## Directions
Read through the data, and wherever a line holds the word "below", write that line out.

## Input data
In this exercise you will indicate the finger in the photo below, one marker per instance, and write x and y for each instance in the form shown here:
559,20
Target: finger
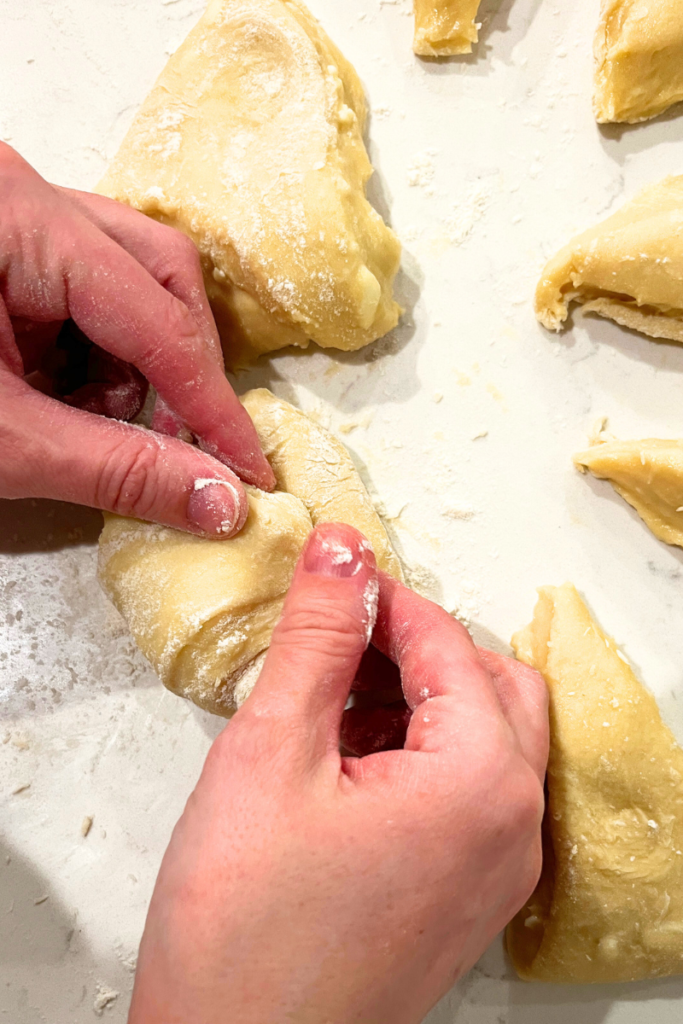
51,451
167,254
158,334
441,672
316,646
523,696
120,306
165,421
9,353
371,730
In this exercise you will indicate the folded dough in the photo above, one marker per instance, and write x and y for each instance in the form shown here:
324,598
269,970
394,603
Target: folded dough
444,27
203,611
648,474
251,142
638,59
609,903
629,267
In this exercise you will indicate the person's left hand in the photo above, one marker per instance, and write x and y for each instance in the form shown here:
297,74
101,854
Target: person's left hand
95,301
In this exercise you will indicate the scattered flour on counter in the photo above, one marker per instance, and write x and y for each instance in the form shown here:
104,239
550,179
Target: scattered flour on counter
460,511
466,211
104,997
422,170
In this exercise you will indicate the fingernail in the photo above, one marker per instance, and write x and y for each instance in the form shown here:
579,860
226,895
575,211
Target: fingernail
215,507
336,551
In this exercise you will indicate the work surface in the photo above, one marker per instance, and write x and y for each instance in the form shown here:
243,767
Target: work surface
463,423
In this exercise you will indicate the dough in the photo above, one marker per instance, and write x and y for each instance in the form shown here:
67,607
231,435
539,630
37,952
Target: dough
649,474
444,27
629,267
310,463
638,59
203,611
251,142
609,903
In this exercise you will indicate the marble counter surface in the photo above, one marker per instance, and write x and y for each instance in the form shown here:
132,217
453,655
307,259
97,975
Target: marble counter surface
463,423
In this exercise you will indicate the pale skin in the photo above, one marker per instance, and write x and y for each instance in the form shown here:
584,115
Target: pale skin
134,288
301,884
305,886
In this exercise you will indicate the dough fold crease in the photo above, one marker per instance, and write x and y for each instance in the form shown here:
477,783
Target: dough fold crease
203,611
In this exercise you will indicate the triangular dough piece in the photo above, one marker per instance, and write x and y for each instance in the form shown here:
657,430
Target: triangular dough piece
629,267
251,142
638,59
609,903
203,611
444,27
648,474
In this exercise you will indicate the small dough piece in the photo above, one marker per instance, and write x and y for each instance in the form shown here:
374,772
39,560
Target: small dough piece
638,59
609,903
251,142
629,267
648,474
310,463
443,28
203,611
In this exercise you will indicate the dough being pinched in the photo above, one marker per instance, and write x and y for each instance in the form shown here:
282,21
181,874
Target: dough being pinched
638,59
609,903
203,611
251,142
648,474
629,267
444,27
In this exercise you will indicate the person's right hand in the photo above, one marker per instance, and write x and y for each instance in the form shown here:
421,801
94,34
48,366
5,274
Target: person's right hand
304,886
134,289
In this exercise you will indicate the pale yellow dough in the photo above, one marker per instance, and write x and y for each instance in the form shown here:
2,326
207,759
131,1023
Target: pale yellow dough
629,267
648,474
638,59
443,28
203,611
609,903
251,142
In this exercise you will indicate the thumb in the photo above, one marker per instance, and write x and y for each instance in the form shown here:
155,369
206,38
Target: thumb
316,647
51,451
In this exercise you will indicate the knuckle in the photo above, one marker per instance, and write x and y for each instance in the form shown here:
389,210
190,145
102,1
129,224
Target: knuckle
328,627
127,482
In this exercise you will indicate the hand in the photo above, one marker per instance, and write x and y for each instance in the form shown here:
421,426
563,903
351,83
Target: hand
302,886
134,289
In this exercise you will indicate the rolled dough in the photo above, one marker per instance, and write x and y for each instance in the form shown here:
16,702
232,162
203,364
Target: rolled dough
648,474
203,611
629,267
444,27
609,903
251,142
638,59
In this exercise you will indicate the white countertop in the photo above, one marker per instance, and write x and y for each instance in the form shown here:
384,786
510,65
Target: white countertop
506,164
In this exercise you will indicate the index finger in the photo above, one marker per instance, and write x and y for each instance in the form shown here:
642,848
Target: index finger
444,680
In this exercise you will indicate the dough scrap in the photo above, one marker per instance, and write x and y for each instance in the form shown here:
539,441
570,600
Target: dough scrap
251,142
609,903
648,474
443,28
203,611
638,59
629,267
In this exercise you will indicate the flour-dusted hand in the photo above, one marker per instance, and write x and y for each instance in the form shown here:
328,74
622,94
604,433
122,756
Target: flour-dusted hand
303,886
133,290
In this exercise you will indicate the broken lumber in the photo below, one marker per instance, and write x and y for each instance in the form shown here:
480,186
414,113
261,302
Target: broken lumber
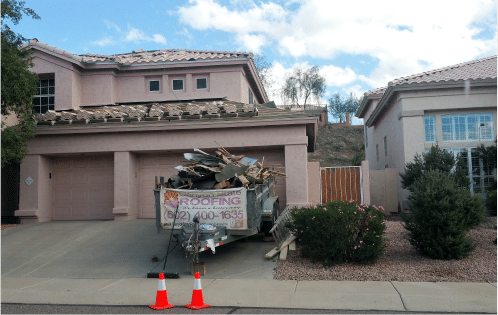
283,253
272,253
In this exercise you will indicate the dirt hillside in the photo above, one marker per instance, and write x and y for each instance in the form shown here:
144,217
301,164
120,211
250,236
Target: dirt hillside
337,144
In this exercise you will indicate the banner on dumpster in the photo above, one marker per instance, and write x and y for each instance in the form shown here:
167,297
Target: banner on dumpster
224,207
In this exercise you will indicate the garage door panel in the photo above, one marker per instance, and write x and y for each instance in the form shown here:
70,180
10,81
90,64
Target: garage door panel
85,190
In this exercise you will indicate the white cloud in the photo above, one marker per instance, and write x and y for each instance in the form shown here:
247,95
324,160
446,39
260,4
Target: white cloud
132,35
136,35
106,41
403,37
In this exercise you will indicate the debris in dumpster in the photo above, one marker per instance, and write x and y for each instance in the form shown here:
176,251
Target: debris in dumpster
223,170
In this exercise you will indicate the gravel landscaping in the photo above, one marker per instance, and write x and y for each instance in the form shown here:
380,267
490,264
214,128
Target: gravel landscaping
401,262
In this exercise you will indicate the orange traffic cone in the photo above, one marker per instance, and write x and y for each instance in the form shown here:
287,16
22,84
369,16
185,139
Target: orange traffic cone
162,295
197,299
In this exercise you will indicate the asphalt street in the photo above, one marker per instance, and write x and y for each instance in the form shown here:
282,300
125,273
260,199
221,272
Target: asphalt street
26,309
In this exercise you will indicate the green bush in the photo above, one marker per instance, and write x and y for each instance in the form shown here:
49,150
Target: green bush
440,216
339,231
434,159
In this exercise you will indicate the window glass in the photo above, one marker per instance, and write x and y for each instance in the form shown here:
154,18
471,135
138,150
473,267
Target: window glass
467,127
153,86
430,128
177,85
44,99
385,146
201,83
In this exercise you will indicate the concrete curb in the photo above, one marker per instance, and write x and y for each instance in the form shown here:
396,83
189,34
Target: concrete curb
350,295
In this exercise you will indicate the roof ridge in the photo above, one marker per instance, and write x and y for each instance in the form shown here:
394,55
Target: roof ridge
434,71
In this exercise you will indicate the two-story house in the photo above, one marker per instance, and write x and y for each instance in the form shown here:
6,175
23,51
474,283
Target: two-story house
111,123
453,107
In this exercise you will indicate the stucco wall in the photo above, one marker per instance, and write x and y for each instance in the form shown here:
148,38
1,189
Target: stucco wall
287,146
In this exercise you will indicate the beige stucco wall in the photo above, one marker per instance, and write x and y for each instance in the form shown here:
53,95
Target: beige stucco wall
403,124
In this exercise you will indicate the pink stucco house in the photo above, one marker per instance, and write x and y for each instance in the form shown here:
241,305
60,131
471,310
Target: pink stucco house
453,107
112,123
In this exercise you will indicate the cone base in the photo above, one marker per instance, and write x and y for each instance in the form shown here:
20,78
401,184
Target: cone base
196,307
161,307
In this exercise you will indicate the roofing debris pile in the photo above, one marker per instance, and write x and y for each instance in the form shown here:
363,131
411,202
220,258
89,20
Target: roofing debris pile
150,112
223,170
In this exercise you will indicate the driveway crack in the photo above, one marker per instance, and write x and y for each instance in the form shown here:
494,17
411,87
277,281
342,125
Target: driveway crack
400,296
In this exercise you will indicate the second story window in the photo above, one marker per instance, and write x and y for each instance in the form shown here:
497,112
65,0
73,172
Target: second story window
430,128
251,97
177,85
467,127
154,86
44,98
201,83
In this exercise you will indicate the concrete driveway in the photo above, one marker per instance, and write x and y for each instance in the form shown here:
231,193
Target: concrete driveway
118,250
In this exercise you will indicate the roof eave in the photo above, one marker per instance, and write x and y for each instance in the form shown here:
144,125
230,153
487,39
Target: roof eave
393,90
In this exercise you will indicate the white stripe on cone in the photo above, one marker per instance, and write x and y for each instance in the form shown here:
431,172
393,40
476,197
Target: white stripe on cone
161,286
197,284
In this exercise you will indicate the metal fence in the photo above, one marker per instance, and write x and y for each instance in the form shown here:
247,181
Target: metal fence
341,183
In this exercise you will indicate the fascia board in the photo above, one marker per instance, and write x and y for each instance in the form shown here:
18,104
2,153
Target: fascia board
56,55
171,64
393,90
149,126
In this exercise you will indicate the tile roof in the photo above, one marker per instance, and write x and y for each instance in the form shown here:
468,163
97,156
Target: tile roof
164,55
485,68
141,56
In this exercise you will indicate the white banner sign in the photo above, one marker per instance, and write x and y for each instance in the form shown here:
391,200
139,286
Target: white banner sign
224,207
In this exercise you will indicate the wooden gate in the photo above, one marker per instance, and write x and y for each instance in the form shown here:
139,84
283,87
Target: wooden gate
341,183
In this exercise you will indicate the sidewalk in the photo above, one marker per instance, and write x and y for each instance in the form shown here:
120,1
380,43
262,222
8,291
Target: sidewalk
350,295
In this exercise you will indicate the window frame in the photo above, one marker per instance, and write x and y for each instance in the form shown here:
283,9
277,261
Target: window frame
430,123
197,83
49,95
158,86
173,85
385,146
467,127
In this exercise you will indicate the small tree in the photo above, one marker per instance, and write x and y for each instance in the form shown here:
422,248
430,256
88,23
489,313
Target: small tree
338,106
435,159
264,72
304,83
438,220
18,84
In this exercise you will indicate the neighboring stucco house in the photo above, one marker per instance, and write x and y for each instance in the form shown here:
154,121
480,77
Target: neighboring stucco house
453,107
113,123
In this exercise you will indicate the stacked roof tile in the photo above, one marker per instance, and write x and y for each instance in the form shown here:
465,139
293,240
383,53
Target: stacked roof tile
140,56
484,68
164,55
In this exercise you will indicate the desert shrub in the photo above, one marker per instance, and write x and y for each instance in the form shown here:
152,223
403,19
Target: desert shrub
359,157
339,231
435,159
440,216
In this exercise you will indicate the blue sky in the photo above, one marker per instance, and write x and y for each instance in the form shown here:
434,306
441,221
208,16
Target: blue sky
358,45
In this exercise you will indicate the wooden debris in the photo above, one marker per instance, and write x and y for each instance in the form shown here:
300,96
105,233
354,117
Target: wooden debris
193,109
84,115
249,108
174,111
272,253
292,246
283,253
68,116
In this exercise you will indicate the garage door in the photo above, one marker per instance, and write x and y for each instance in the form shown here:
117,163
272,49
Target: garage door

## Finished exercise
In this exercise you will indicate the finger in the photo below, one marker per instance, and write x and y for each instance in the form shown here:
In this exercise you will indicate the broken lumber in the photo below, one marker per instance, and write x and y for each instance in the form shown here:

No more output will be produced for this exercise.